Extracted data entries:
• • •

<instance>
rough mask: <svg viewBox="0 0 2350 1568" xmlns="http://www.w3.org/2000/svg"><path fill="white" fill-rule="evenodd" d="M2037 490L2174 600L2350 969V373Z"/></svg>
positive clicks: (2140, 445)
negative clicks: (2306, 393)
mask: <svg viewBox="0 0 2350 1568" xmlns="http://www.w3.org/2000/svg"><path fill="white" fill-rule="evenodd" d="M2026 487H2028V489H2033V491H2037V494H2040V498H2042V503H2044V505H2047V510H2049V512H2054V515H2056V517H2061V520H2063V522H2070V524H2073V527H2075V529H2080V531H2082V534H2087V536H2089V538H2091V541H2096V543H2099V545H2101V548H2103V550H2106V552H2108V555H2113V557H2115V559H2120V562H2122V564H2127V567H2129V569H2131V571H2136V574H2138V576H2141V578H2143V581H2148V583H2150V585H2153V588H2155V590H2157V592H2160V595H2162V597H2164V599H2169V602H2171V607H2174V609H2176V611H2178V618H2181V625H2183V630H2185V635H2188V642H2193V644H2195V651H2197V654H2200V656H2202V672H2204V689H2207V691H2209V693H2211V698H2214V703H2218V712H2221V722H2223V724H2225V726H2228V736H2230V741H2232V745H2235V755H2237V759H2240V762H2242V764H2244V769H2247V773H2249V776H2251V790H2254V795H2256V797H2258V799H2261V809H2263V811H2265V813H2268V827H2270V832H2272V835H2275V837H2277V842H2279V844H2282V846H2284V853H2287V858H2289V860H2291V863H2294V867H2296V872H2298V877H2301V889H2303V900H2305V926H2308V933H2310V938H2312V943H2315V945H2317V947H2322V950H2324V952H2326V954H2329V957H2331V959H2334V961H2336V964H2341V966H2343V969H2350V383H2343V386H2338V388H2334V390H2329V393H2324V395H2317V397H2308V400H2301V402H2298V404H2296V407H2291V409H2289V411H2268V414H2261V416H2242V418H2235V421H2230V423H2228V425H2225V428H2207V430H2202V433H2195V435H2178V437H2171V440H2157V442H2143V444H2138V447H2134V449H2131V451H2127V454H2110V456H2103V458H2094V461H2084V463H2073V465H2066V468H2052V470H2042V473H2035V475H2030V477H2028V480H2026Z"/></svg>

• • •

▶ _Task directions_
Gather every line from the entries above that contains the string "viewBox", copying each one in full.

▶ _Result of this exercise_
rough mask: <svg viewBox="0 0 2350 1568" xmlns="http://www.w3.org/2000/svg"><path fill="white" fill-rule="evenodd" d="M2037 490L2174 600L2350 969V373Z"/></svg>
mask: <svg viewBox="0 0 2350 1568" xmlns="http://www.w3.org/2000/svg"><path fill="white" fill-rule="evenodd" d="M2026 487H2028V489H2033V491H2037V494H2040V498H2042V503H2044V505H2047V510H2049V512H2054V515H2056V517H2061V520H2063V522H2070V524H2073V527H2075V529H2080V531H2082V534H2087V536H2089V538H2091V541H2096V543H2099V545H2101V548H2103V550H2106V552H2108V555H2113V557H2115V559H2120V562H2122V564H2127V567H2129V569H2131V571H2136V574H2138V576H2141V578H2143V581H2148V583H2150V585H2153V588H2155V590H2157V592H2160V595H2162V597H2164V599H2169V602H2171V607H2174V609H2176V611H2178V618H2181V625H2183V630H2185V635H2188V642H2193V644H2195V651H2197V654H2200V656H2202V672H2204V689H2207V691H2209V693H2211V698H2214V703H2218V712H2221V722H2223V724H2225V726H2228V736H2230V741H2232V745H2235V755H2237V759H2240V762H2242V764H2244V769H2247V773H2249V776H2251V790H2254V795H2256V797H2258V799H2261V809H2263V811H2265V813H2268V827H2270V832H2272V835H2275V837H2277V842H2279V844H2282V846H2284V853H2287V858H2289V860H2291V863H2294V867H2296V872H2298V877H2301V889H2303V900H2305V926H2308V933H2310V938H2312V943H2315V945H2317V947H2322V950H2324V952H2326V954H2329V957H2331V959H2334V961H2336V964H2341V966H2343V969H2350V383H2343V386H2338V388H2334V390H2329V393H2324V395H2317V397H2308V400H2301V402H2298V404H2296V407H2291V409H2289V411H2268V414H2261V416H2242V418H2235V421H2230V423H2228V425H2225V428H2207V430H2202V433H2195V435H2178V437H2171V440H2157V442H2143V444H2138V447H2134V449H2131V451H2127V454H2110V456H2103V458H2094V461H2084V463H2073V465H2066V468H2052V470H2042V473H2035V475H2030V477H2028V480H2026Z"/></svg>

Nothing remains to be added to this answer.